[Working data start]
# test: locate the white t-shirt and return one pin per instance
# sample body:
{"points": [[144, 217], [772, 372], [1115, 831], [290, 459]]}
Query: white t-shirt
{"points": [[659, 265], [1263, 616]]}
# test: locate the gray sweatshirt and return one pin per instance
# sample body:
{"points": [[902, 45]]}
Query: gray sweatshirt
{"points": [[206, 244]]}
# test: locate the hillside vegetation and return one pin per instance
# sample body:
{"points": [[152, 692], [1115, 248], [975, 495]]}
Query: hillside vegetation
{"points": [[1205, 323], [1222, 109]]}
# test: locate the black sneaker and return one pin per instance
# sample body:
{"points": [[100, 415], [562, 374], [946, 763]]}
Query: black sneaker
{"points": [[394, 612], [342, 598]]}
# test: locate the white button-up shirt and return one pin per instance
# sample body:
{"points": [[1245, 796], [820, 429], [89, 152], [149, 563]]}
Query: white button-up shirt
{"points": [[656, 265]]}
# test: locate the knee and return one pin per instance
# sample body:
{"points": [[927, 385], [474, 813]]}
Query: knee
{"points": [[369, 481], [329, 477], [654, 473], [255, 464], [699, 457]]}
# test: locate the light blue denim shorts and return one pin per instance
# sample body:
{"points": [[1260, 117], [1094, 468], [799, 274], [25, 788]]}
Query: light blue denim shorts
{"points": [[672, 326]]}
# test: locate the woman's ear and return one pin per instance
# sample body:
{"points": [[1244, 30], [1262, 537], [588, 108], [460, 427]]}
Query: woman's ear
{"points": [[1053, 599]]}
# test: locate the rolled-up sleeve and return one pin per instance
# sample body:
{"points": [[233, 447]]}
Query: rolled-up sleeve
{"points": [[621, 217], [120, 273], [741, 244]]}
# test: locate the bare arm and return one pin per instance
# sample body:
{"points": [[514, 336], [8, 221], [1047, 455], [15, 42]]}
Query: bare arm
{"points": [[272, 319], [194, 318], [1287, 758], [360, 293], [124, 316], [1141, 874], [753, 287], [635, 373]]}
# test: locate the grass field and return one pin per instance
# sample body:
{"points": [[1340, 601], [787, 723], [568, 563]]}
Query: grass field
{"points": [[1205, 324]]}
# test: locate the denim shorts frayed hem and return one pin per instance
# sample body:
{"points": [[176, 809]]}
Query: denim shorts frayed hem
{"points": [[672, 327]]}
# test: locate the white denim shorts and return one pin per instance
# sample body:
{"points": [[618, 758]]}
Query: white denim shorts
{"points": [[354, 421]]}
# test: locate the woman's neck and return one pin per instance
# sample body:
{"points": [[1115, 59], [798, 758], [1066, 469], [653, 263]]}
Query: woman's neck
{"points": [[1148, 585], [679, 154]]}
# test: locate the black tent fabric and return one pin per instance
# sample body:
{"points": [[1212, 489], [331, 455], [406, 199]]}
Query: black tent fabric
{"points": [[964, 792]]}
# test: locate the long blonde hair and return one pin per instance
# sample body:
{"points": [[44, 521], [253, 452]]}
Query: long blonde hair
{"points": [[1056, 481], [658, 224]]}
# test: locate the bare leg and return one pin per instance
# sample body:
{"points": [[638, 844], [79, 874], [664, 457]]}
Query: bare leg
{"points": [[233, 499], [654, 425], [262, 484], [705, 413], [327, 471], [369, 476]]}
[Working data end]
[Working data start]
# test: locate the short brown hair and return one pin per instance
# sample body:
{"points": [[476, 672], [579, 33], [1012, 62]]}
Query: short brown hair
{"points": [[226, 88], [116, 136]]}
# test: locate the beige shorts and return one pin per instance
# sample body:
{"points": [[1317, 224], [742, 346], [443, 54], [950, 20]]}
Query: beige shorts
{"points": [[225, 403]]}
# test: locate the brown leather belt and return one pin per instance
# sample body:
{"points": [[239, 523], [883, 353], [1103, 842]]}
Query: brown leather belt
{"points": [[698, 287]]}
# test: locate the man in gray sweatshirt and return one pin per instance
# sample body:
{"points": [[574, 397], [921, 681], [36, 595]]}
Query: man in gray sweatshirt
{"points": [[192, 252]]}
[Working data end]
[Working data start]
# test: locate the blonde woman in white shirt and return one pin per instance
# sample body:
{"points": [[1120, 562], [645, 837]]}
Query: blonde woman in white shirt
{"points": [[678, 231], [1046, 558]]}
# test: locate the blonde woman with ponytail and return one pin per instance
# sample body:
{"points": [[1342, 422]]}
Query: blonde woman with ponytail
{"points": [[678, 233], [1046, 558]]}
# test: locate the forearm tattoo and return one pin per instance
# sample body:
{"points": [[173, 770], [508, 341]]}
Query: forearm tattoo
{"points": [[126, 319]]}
[Working data end]
-- Problem to work on --
Which lines in the records above contain the string "light"? Pull out each such line and copy it in full, matching case exactly.

-- Solution to this task --
# test: locate the light blue denim shorts and return one pin per instance
Query: light blue denim shorts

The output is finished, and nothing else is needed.